- Task requirements -
In the records below, count the lines that have "segment" and answer with the number alone.

[[ Input records open ]]

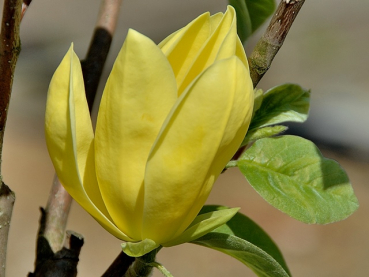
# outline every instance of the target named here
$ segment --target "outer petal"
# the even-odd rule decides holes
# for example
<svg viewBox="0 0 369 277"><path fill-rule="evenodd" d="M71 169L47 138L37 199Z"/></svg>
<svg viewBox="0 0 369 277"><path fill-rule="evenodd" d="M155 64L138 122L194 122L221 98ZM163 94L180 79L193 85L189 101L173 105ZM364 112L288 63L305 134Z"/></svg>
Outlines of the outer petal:
<svg viewBox="0 0 369 277"><path fill-rule="evenodd" d="M182 94L150 153L143 238L165 243L196 217L246 134L252 82L242 62L216 62Z"/></svg>
<svg viewBox="0 0 369 277"><path fill-rule="evenodd" d="M143 177L149 151L177 99L173 71L160 48L130 30L101 100L96 170L114 223L141 240Z"/></svg>
<svg viewBox="0 0 369 277"><path fill-rule="evenodd" d="M131 240L111 222L97 186L92 125L73 46L50 83L45 131L50 157L65 189L110 233Z"/></svg>

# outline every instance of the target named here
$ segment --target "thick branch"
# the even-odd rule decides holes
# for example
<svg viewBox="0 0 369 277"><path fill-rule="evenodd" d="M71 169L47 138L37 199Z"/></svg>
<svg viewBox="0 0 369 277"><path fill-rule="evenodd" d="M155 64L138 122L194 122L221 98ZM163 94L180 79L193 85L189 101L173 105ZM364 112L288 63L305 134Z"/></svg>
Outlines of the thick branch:
<svg viewBox="0 0 369 277"><path fill-rule="evenodd" d="M102 70L109 53L121 2L122 0L102 1L100 15L91 40L90 49L86 59L82 62L86 97L90 111L93 106ZM55 252L62 249L71 203L72 198L55 175L47 206L42 215L44 225L40 225L40 232L38 235L38 245L40 243L47 243L48 247L38 247L37 249L35 276L43 270L42 267L37 267L37 265L40 264L39 257L49 255L49 257L52 258ZM49 250L51 250L51 252ZM58 270L59 269L56 268L54 274L58 274Z"/></svg>
<svg viewBox="0 0 369 277"><path fill-rule="evenodd" d="M0 34L0 170L6 119L15 65L20 52L19 25L22 0L5 0ZM0 171L1 175L1 171Z"/></svg>
<svg viewBox="0 0 369 277"><path fill-rule="evenodd" d="M249 58L254 87L268 71L305 0L282 0Z"/></svg>
<svg viewBox="0 0 369 277"><path fill-rule="evenodd" d="M2 180L1 160L14 70L20 52L22 0L5 0L0 33L0 277L5 276L6 251L14 193Z"/></svg>
<svg viewBox="0 0 369 277"><path fill-rule="evenodd" d="M7 185L2 183L0 187L0 277L5 276L8 234L14 201L14 193L8 188Z"/></svg>

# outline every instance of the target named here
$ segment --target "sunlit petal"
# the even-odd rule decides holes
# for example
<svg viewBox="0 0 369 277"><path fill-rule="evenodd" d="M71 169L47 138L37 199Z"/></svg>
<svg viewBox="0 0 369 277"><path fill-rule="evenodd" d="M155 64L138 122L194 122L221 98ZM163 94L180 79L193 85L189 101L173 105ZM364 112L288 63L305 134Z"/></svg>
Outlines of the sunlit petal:
<svg viewBox="0 0 369 277"><path fill-rule="evenodd" d="M143 178L152 144L177 99L169 62L149 38L130 30L101 100L96 170L114 223L141 239Z"/></svg>
<svg viewBox="0 0 369 277"><path fill-rule="evenodd" d="M248 128L253 90L246 77L238 58L221 60L176 103L147 163L143 237L160 243L178 236L203 206Z"/></svg>

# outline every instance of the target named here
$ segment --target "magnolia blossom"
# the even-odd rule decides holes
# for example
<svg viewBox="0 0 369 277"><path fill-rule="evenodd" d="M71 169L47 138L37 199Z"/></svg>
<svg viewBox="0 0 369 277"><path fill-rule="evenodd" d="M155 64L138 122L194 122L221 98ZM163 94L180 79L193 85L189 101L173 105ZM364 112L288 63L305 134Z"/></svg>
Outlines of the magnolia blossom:
<svg viewBox="0 0 369 277"><path fill-rule="evenodd" d="M235 213L209 224L213 216L195 219L241 144L252 108L229 7L199 16L159 45L129 30L95 133L71 47L50 83L46 141L63 186L107 231L126 242L171 246Z"/></svg>

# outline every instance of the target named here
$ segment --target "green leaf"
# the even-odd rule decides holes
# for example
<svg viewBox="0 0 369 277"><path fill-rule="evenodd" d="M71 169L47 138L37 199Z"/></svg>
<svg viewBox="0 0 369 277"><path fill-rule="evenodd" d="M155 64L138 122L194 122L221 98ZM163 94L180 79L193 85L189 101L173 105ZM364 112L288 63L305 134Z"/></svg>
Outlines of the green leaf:
<svg viewBox="0 0 369 277"><path fill-rule="evenodd" d="M222 209L198 215L181 235L164 243L163 246L170 247L197 239L226 223L238 210L239 208Z"/></svg>
<svg viewBox="0 0 369 277"><path fill-rule="evenodd" d="M275 0L228 0L237 13L237 32L245 42L275 10Z"/></svg>
<svg viewBox="0 0 369 277"><path fill-rule="evenodd" d="M237 166L268 203L302 222L331 223L358 208L345 171L306 139L260 139L240 157Z"/></svg>
<svg viewBox="0 0 369 277"><path fill-rule="evenodd" d="M200 213L224 208L204 206ZM230 255L247 265L258 276L290 276L283 256L275 243L256 223L241 213L237 213L226 224L191 243Z"/></svg>
<svg viewBox="0 0 369 277"><path fill-rule="evenodd" d="M249 130L287 121L304 122L308 117L309 107L310 91L295 84L274 87L265 92Z"/></svg>
<svg viewBox="0 0 369 277"><path fill-rule="evenodd" d="M252 141L256 141L258 139L267 138L271 136L278 135L284 131L286 131L288 127L283 125L276 125L272 127L264 127L260 129L254 129L247 132L246 137L243 139L241 143L241 147L247 145Z"/></svg>

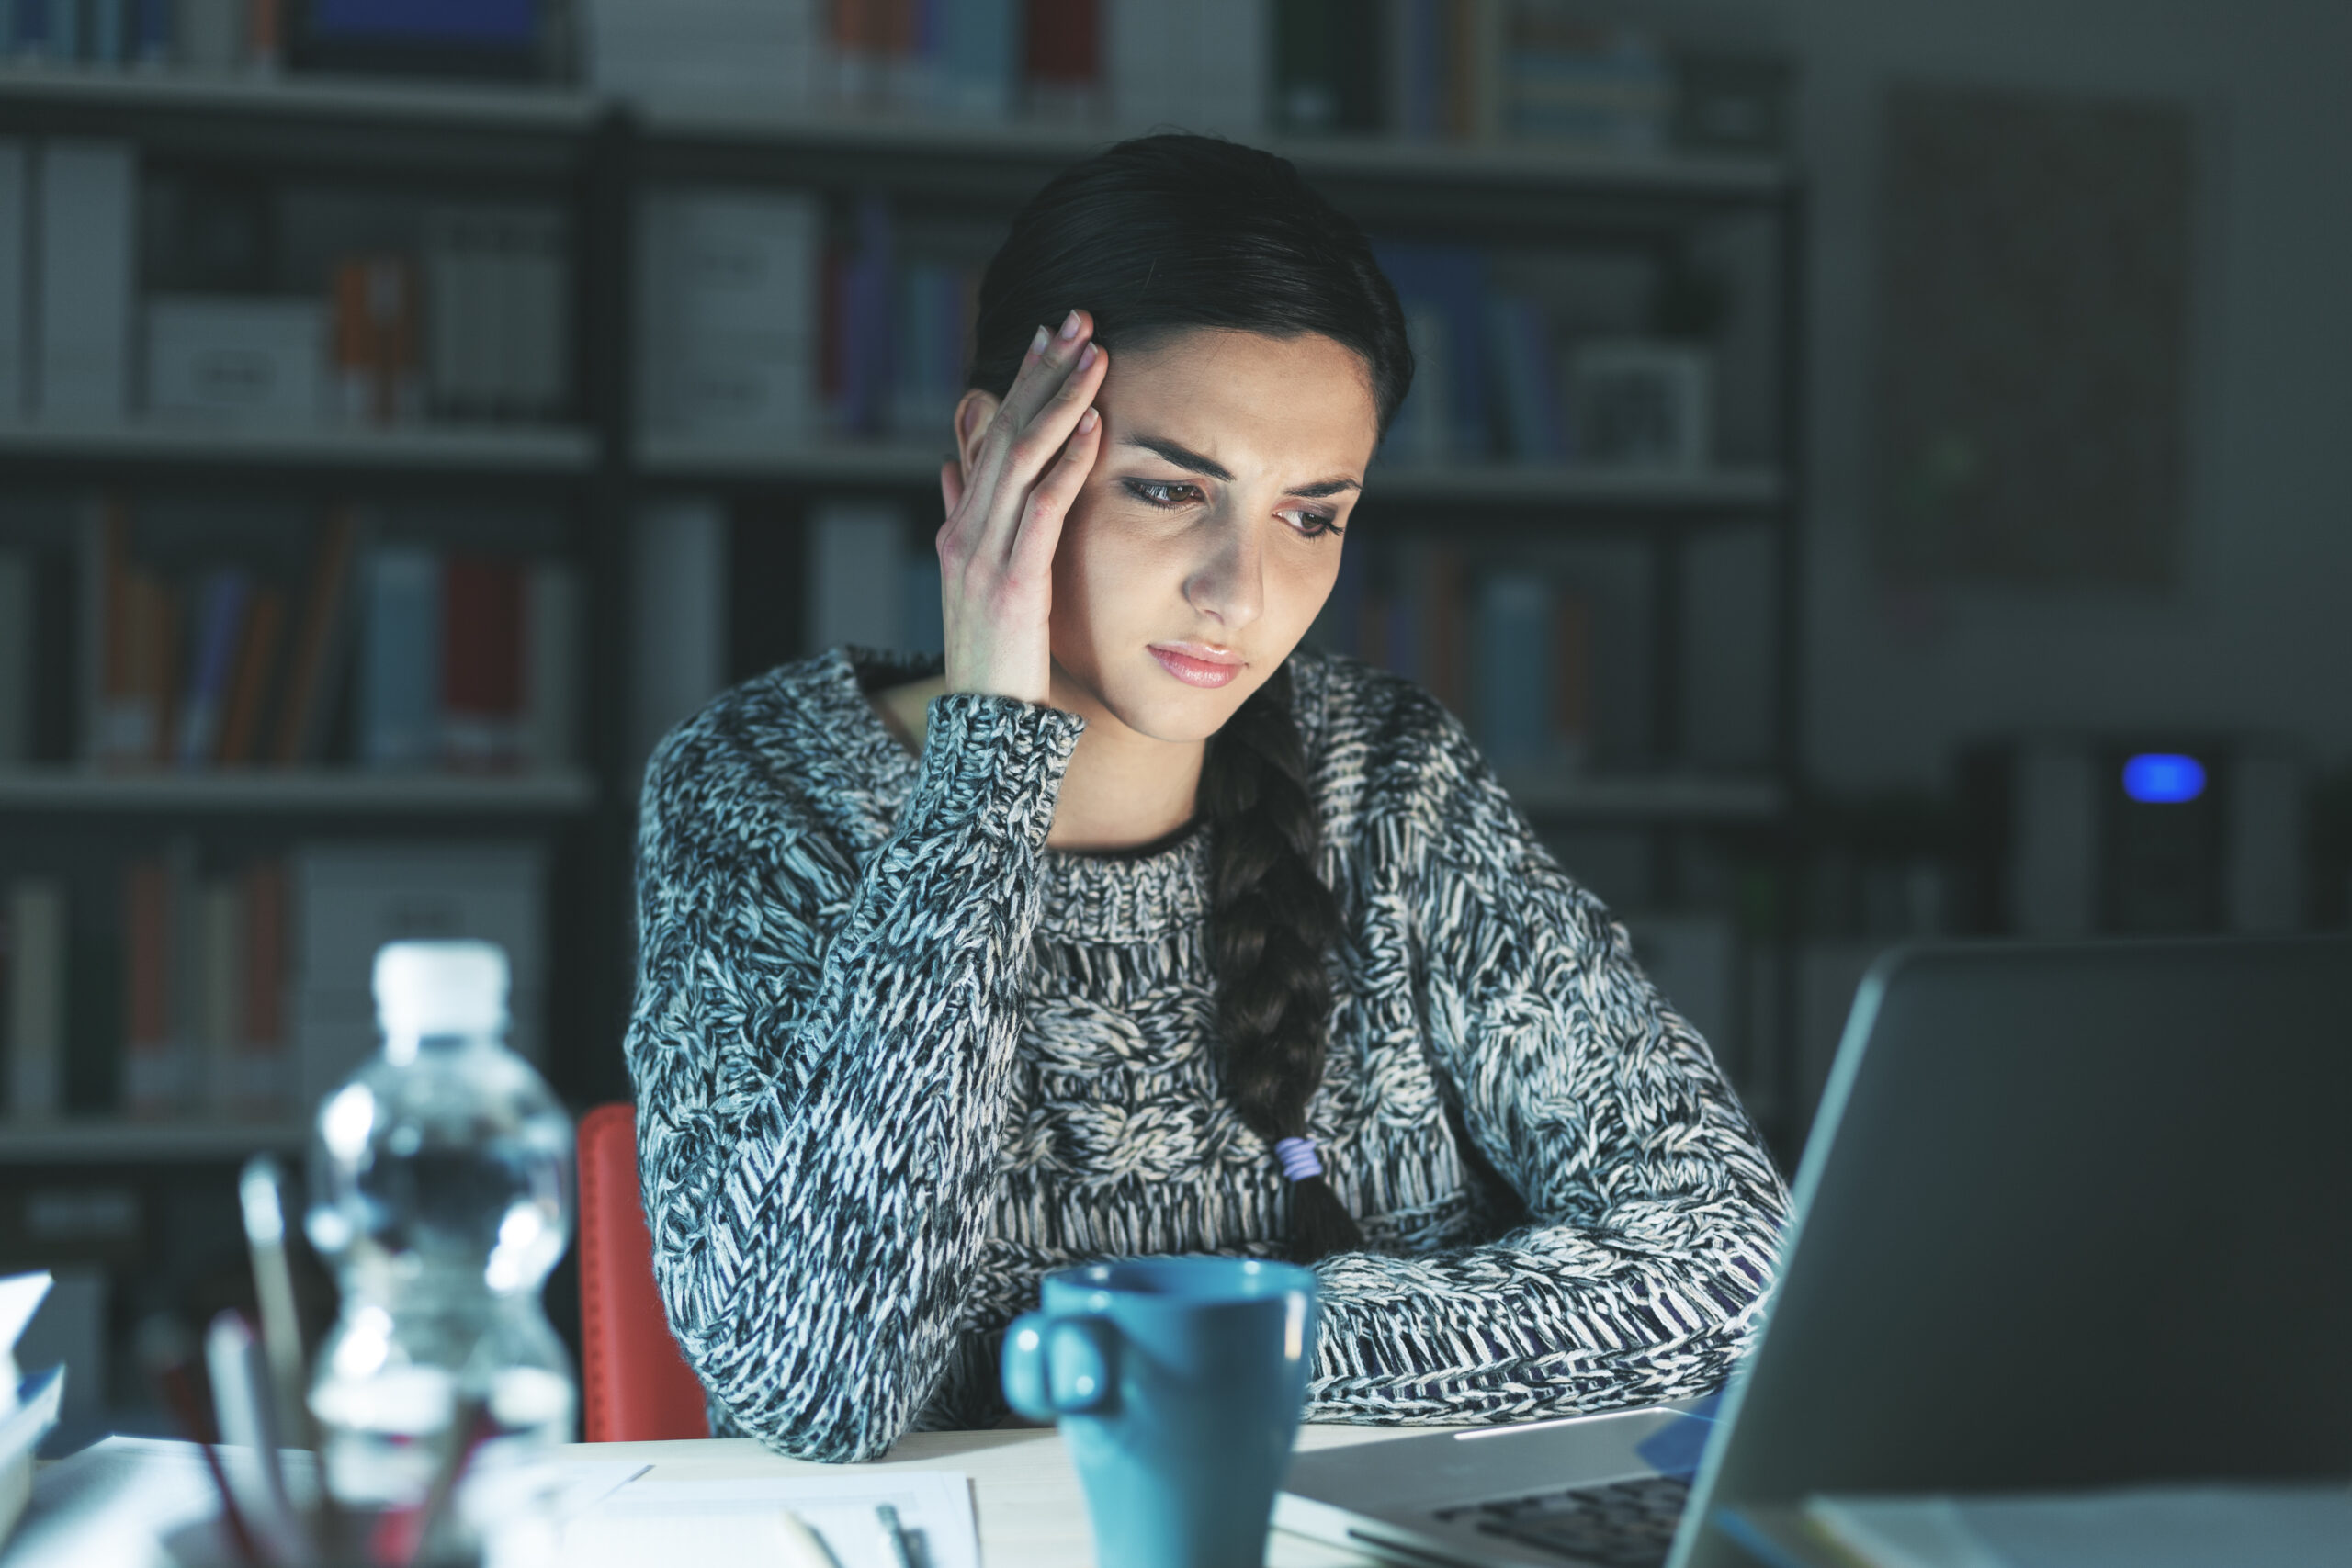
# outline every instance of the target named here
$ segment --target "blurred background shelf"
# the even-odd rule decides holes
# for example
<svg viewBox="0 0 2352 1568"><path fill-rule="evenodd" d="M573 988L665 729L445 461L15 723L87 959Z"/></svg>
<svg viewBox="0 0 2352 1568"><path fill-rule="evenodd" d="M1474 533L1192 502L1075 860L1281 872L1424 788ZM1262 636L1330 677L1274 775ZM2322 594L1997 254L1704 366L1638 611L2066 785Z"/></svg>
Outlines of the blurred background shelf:
<svg viewBox="0 0 2352 1568"><path fill-rule="evenodd" d="M266 116L377 126L444 126L507 134L577 134L609 101L566 87L397 78L289 77L254 72L139 72L73 64L0 64L0 104L38 108L53 123L85 110L119 124L158 111Z"/></svg>
<svg viewBox="0 0 2352 1568"><path fill-rule="evenodd" d="M1143 127L958 119L889 110L779 109L773 98L702 95L640 99L634 116L645 140L738 145L832 154L921 153L958 162L1074 163ZM1476 143L1378 134L1307 138L1260 135L1253 144L1296 164L1309 178L1469 183L1582 191L1657 191L1681 197L1754 199L1794 184L1776 158L1659 150L1613 152L1565 146Z"/></svg>
<svg viewBox="0 0 2352 1568"><path fill-rule="evenodd" d="M0 1167L131 1165L173 1160L242 1160L300 1154L307 1122L58 1122L0 1125Z"/></svg>
<svg viewBox="0 0 2352 1568"><path fill-rule="evenodd" d="M568 476L588 472L595 457L595 438L590 432L558 426L0 425L0 459L17 461Z"/></svg>
<svg viewBox="0 0 2352 1568"><path fill-rule="evenodd" d="M797 448L655 435L638 449L649 479L681 483L888 484L928 486L954 454L936 446L839 442ZM1643 512L1741 512L1781 504L1788 485L1776 468L1697 473L1568 464L1377 464L1365 480L1374 502L1595 507Z"/></svg>
<svg viewBox="0 0 2352 1568"><path fill-rule="evenodd" d="M1766 774L1562 775L1506 771L1504 787L1531 818L1614 822L1770 823L1789 792Z"/></svg>
<svg viewBox="0 0 2352 1568"><path fill-rule="evenodd" d="M1644 512L1734 512L1775 507L1788 486L1773 468L1666 469L1578 468L1532 463L1376 466L1366 476L1371 501L1458 501Z"/></svg>
<svg viewBox="0 0 2352 1568"><path fill-rule="evenodd" d="M0 811L560 816L585 812L595 801L594 776L576 768L511 777L333 769L144 774L75 768L0 772Z"/></svg>

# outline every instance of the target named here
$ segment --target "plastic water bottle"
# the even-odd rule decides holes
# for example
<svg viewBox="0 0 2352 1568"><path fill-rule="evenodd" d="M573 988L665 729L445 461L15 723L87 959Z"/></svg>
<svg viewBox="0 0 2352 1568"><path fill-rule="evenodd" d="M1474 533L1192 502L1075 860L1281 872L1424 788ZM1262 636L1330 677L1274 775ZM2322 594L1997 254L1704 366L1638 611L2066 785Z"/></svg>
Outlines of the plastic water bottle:
<svg viewBox="0 0 2352 1568"><path fill-rule="evenodd" d="M375 993L384 1048L320 1107L311 1150L305 1229L343 1292L310 1391L328 1489L378 1548L388 1529L424 1545L436 1472L469 1449L424 1550L542 1560L548 1450L578 1404L539 1307L570 1232L571 1119L503 1043L499 948L390 943Z"/></svg>

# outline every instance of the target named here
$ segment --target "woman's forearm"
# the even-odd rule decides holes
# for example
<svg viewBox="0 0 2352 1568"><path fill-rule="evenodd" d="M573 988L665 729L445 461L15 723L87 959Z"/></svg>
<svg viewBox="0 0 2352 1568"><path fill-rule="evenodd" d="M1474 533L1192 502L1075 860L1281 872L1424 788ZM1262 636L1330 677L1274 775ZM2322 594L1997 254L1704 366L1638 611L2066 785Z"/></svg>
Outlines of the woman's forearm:
<svg viewBox="0 0 2352 1568"><path fill-rule="evenodd" d="M711 867L647 857L629 1055L655 1274L705 1385L774 1447L870 1457L944 1364L1077 728L940 699L862 866L812 832L754 832L733 896L692 901L677 889L710 888Z"/></svg>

[[ Input records closed ]]

- Task response -
8